Text:
Zachary Onyango

Personal information
- Date of birth: 31 May 1988 (age 38)
- Place of birth: Siaya, Kenya
- Height: 1.84 m (6 ft 0 in)
- Position: Goalkeeper

Team information
- Current team: Nairobi City Stars

Senior career*
- Years: Team / Apps / (Gls)
- 2006–2008: Sony Sugar / 19 / (0)
- 2009–2011: Sofapaka / 16 / (0)
- 2011–2012: Ethiopian Coffee S.C. /  / (0)
- 2013: Gor Mahia / 0 / (0)
- 2013-2015: KCB / 35 / (0)

International career^{‡}
- 2011: Kenya / 1 / (0)

= Zachary Onyango =

Kenyan footballer (born 1988)

Information provided:
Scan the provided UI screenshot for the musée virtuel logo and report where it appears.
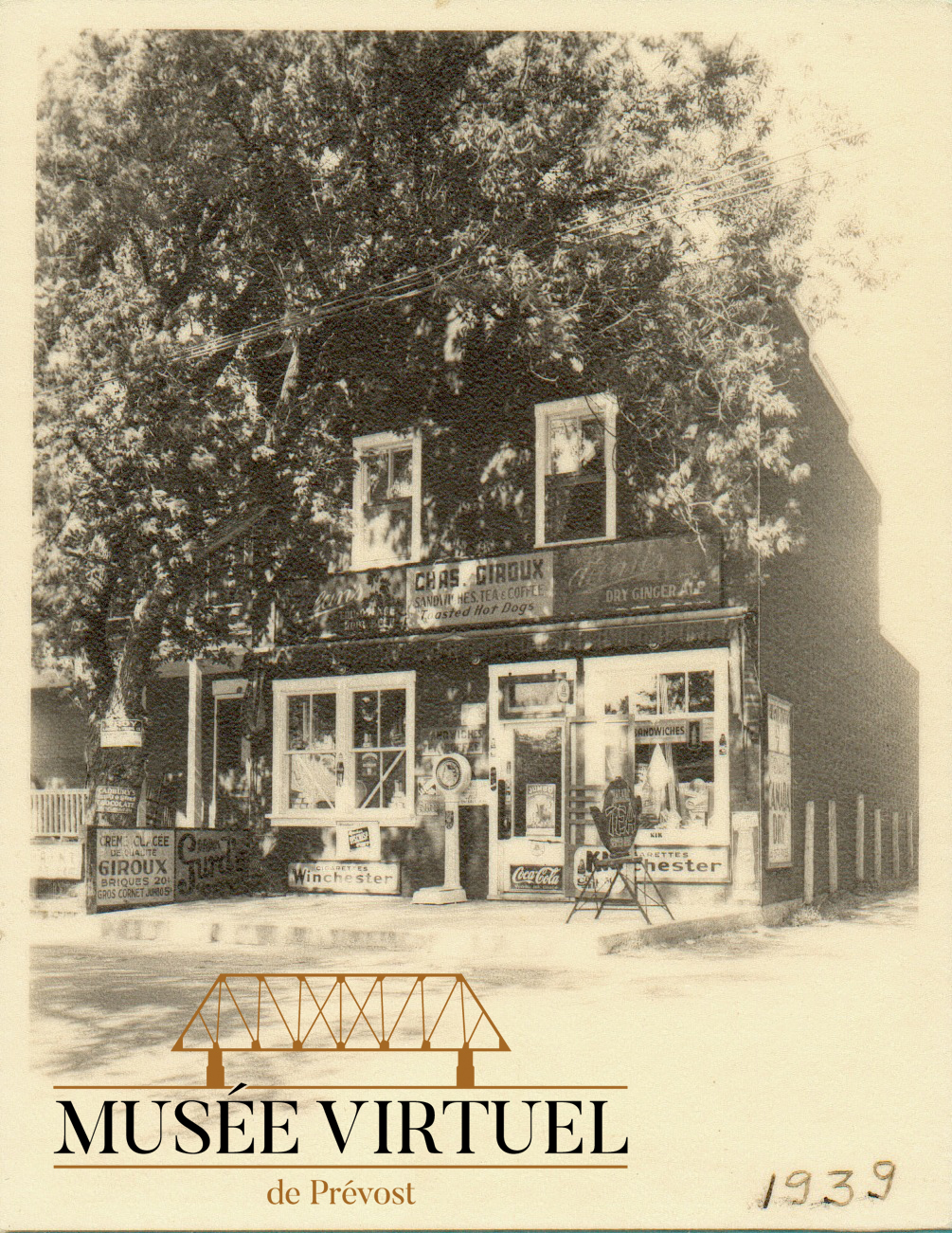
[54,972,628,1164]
...
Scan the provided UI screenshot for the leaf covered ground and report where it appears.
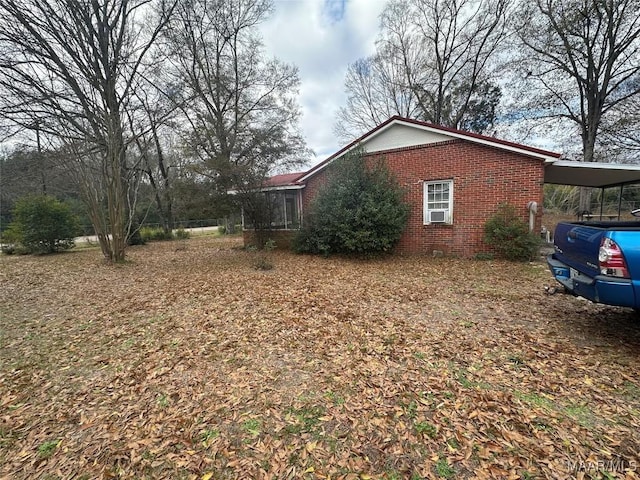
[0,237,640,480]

Exercises to complete:
1. Reproduce everything in the footballer profile from "Team information" down to "Kenya / 1 / (0)".
2. Which club did Zachary Onyango play for from 2009 to 2011, according to the footballer profile?

Answers to each task:
1.
Team information
- Current team: Nairobi City Stars

Senior career*
- Years: Team / Apps / (Gls)
- 2006–2008: Sony Sugar / 19 / (0)
- 2009–2011: Sofapaka / 16 / (0)
- 2011–2012: Ethiopian Coffee S.C. /  / (0)
- 2013: Gor Mahia / 0 / (0)
- 2013-2015: KCB / 35 / (0)

International career^{‡}
- 2011: Kenya / 1 / (0)

2. Sofapaka